Personal Finance Depreciation.
Depreciation in personal finance refers to the amount of money you lose through the decline in value of a personal asset. Assets purchased for personal reasons (not investment or business) attract no tax advantages.
The rate at which each good depreciates varies. Some items depreciate more quickly than others. The commonest example of a depreciating personal asset is your car.
In fact, cars are known to lose so much wealth through depreciation, they are often referred to liabilities. If they come with a car repayment plan, even more so.
We have all heard how a new vehicle is worthless as soon as you have driven it out of the showroom. Cars literally destroy wealth if a consumer buys too much, too new and too early.
A $30,000 car that depreciates to 70% of it’s original value over 5 years will have cost you $30,000 x70% = $21,500 over the five years.
That’s on top of fuel, insurance and registration.
Losing $21,500 every 5 years just to car depreciation is not going to help you get ahead.
There is no silver lining to depreciation in personal finance. Depreciation cannot be deducted if the item is for personal use. It is simply a fact of life that your car will be worthless and less each year until it is virtually worthless.
A key strategy to build financial security and wealth is to spend the minimum possible on vehicles until you have acquired assets that will achieve your goals in the desired timeframe.
We are more used to hearing that houses go up in value over time. But the building itself, just like cars, depreciates.
A brand new house is worth less if you try and sell it a year on than when you purchased it. Nothing has that shiny new feel to it anymore. The expected lifespan of the roof, air conditioning units, carpets and boiler has been eaten into. All these things will eventually need replacing at a cost.
What often saves your home from falling in value is the appreciation of the land it sits on. This doesn’t depreciate. There are no deteriorating parts of the land (unless you’re on a cliff!) Nothing needs replacing. Over time, as populations expand in an area that is attractive to a large number of people, the price for the land increases.
The other factor that saves your home from falling in value is any renovations and replacements you put in. Depreciation of the home is still occurring, but you are paying to replace things as they go along, helping to maintain value.
Small Goods Depreciation
Most consumer purchases you make depreciate in value significantly after purchase. If you look into selling your Nick Scali lounge second hand, even after a short period of ownership, it is unlikely you will get much of the original value back.
Some items should theoretically depreciate but don’t. Highly desirable collectables can increase in value over the years as they become more scarce. Watches, cards and pokemon cards come to mind.

..............................

▸ **Exercises**:
1. Transcribe the passage on personal finance depreciation between "In fact, cars" and "the five years.", inclusive.
2. In the passage on personal finance depreciation, what is named as the commonest example of a depreciating personal asset?
3. Resume the passage on personal finance depreciation from the point where it stops.

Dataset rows
..............................

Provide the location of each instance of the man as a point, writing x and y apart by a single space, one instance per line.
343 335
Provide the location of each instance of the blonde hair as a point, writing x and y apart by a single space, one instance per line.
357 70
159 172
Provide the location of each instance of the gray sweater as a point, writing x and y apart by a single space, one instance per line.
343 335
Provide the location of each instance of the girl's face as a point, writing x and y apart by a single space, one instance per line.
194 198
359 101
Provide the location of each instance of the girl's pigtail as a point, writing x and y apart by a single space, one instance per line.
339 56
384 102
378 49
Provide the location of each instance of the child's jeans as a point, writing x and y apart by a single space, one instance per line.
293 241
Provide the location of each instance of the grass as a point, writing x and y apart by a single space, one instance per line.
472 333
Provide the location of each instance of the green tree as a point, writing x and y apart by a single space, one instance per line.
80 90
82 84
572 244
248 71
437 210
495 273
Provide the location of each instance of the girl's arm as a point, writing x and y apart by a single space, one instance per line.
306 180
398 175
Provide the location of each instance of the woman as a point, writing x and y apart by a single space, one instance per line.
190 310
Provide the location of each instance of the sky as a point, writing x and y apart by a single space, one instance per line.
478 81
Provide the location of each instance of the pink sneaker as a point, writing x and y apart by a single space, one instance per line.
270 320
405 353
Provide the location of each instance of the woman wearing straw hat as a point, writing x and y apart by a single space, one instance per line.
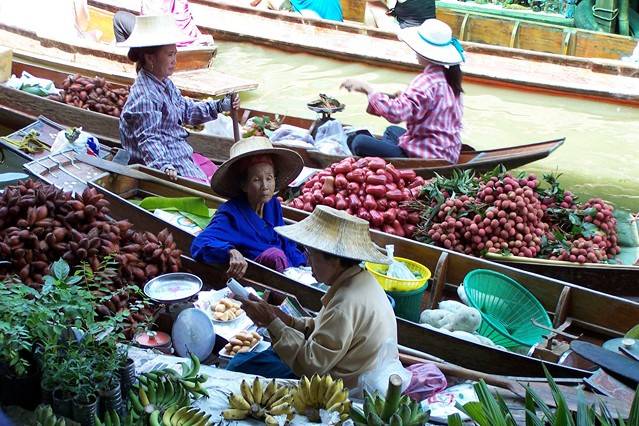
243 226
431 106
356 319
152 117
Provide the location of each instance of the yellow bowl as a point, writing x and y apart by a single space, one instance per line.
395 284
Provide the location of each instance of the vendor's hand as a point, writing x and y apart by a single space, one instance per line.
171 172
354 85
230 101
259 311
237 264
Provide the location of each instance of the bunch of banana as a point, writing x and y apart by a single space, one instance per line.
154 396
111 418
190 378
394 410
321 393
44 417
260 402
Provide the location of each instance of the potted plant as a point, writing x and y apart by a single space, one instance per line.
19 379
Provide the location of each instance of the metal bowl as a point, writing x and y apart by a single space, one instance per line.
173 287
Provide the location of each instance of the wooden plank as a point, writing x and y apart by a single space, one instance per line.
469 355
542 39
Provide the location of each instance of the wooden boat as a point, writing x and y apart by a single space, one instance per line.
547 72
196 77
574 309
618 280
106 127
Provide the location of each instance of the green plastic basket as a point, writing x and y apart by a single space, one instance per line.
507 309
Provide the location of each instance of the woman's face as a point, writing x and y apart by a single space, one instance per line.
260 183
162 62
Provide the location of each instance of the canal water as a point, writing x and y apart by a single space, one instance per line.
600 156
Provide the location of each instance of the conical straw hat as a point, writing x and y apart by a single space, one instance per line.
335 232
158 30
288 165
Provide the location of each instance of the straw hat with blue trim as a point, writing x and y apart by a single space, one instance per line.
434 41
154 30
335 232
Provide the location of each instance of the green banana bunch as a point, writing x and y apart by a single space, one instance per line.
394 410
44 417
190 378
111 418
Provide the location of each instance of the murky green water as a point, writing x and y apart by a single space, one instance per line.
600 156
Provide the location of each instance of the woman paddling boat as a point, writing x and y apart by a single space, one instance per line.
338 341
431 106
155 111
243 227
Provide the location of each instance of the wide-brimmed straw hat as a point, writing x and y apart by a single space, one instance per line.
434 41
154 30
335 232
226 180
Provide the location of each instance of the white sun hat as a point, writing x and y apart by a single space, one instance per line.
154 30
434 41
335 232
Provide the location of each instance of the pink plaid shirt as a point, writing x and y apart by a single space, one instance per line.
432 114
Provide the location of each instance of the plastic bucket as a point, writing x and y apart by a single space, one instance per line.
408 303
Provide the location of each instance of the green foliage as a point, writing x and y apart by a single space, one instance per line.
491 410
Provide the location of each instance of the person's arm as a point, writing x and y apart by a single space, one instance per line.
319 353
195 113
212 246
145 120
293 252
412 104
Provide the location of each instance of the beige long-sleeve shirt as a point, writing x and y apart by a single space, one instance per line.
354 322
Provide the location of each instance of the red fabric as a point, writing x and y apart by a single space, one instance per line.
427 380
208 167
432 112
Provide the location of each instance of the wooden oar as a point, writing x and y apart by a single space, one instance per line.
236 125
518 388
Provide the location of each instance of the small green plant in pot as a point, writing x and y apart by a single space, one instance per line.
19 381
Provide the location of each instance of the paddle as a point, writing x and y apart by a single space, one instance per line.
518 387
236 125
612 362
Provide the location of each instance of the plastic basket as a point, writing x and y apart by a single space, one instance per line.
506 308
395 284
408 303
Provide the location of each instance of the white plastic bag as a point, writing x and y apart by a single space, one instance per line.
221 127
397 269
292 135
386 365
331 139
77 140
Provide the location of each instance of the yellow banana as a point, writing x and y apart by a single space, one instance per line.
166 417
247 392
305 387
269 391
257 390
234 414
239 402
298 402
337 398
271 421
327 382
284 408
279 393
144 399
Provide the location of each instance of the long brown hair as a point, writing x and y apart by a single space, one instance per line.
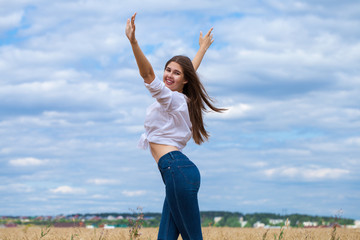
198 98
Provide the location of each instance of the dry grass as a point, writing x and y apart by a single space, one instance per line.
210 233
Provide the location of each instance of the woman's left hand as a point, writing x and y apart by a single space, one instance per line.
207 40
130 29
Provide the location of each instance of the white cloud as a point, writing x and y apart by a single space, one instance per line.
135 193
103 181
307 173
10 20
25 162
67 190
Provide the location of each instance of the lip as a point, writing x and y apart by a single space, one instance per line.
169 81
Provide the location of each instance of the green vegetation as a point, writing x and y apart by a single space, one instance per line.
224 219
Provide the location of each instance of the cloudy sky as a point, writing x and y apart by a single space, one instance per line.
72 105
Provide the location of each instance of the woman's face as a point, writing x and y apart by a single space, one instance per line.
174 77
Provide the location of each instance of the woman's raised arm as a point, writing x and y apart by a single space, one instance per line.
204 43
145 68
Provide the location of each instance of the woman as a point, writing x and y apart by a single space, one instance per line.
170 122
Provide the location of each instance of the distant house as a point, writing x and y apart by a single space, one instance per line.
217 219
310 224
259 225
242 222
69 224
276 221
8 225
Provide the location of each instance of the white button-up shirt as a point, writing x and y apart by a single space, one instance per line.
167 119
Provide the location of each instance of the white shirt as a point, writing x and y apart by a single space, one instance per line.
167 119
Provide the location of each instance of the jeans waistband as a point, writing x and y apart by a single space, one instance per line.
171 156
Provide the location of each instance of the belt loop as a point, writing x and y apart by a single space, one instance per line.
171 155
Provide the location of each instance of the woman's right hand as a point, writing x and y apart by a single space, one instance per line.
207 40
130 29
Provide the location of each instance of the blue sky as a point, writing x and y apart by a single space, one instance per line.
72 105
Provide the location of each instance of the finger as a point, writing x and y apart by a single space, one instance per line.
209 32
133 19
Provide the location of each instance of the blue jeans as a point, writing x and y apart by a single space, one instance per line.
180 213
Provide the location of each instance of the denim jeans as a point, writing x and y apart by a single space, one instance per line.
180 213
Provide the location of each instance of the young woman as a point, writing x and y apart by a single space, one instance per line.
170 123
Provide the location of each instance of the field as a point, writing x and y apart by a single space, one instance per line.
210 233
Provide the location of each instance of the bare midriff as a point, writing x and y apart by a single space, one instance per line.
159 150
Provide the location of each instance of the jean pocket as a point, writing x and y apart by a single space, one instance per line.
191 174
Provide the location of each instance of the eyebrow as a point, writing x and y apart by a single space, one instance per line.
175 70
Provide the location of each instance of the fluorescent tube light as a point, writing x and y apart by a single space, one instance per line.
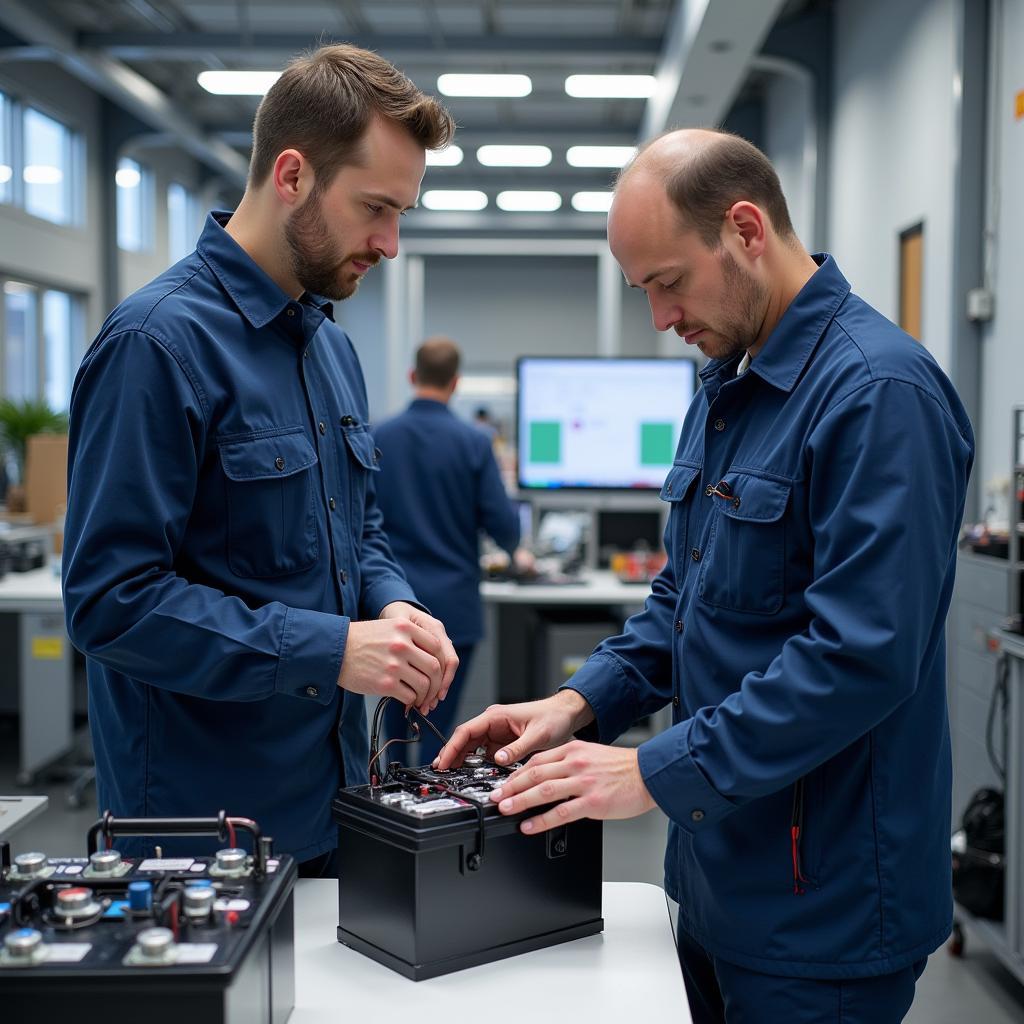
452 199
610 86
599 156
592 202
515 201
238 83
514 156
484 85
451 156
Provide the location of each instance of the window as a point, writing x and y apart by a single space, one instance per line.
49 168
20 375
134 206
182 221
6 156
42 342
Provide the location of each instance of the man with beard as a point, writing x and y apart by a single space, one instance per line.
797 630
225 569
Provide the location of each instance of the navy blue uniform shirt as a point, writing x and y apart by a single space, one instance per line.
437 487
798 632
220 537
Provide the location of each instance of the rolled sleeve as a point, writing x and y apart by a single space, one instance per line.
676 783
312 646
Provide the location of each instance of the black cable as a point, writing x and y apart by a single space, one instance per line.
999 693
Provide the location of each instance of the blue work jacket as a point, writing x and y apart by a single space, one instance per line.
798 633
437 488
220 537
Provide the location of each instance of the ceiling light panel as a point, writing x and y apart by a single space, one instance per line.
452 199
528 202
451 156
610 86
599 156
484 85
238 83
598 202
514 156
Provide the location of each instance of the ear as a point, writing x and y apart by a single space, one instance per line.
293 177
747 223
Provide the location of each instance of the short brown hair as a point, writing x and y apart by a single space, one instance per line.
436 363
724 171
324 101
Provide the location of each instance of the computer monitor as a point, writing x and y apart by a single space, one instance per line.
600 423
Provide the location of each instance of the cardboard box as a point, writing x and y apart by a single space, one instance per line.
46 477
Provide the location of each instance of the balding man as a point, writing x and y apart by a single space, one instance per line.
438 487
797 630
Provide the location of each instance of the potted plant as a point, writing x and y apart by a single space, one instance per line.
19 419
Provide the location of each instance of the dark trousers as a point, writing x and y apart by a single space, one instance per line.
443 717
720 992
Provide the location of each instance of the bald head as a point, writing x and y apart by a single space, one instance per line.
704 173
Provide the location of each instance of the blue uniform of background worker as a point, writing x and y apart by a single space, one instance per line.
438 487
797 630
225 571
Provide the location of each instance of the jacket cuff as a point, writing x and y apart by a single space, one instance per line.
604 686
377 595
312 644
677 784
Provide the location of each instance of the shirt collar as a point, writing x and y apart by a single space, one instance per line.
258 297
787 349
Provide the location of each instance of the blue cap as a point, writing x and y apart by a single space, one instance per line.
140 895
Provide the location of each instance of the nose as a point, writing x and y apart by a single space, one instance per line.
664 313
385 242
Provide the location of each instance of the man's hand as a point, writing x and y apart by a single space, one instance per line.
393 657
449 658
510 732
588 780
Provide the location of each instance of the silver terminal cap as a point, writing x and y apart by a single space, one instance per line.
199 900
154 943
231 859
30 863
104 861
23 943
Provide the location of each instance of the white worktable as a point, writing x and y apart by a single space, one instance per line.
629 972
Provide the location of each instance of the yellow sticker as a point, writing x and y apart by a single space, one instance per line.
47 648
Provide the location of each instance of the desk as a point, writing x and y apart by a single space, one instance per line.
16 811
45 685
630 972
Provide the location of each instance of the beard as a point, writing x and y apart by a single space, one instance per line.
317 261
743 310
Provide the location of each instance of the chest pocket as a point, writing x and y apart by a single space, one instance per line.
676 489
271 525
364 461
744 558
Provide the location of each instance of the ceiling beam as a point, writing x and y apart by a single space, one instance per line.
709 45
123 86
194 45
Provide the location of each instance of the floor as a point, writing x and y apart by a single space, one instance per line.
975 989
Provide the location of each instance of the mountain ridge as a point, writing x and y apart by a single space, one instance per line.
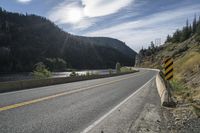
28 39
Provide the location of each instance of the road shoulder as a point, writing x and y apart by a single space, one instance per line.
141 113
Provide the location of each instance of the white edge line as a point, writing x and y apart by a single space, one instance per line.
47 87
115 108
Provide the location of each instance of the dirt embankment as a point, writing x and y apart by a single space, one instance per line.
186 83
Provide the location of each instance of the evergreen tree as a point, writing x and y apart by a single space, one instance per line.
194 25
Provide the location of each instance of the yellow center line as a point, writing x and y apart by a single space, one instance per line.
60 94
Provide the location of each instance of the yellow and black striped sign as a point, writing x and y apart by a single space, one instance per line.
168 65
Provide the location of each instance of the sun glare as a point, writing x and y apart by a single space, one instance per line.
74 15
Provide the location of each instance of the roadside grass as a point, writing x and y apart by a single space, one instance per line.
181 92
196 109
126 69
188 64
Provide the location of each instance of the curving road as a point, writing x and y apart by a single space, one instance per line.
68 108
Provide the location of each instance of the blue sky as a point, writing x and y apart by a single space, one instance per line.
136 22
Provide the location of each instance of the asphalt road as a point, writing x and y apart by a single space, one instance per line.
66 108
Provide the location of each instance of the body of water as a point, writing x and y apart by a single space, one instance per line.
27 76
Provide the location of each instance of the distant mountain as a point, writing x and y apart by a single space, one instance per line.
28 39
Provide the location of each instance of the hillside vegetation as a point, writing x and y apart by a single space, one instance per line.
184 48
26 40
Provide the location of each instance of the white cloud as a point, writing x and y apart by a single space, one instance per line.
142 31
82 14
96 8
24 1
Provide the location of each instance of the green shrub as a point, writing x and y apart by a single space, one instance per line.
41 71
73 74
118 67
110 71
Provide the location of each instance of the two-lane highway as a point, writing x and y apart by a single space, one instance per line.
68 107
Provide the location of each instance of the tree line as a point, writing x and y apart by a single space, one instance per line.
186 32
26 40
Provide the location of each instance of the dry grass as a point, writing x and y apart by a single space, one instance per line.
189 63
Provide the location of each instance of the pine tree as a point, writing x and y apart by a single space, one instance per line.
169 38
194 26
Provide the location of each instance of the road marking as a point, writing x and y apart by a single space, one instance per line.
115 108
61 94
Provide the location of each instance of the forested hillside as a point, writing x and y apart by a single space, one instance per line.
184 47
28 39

..............................

▸ **Exercise answers**:
1.
In fact, cars are known to lose so much wealth through depreciation, they are often referred to liabilities. If they come with a car repayment plan, even more so.
We have all heard how a new vehicle is worthless as soon as you have driven it out of the showroom. Cars literally destroy wealth if a consumer buys too much, too new and too early.
A $30,000 car that depreciates to 70% of it’s original value over 5 years will have cost you $30,000 x70% = $21,500 over the five years.

2. Your car.

3.
To be a successful collectables investor, you need to pick collectables that will increase in scarcity and popularity over time. You are best at keeping it in its original packaging and not using it (or barely). Collectables in mint condition tend to be worth a lot more than those that have been used (and loved).
If you have an area in which you are an expert, then it is possible to succeed with collectables.
Appreciating vs Depreciating Purchases as a Predictor of Long term Wealth
There is nothing wrong with buying a depreciating asset you love. That sports car, fancy watch or brand new home are not out of bounds.
But your timing of these purchases will make or break your financial life. Given your finances dictate the options you have to choose from when life throws a curveball.
Money can allow part-time work, unpaid absences, the ability to help family members in crisis and retirement when you want or need to.
Or your finances can require you to keep working completely dependant on a monthly paycheck to pay the bills. No matter what else is going on.
The earlier in life you can money sorted, the earlier you can afford to largely ignore it.
Big financial decisions, such as the home you purchase and the cars you drive will define your future financial life.
How to Minimise the Effect of Depreciation on your Finances
Let’s start with the most powerful strategy. Home buying can create wealth, or prevent you from building any.
Is the house you will buy on appreciating land, in which case your home is an investment as well as a place to live? Be as objective in this decision as you can. What are the long term capital growth stats for the area?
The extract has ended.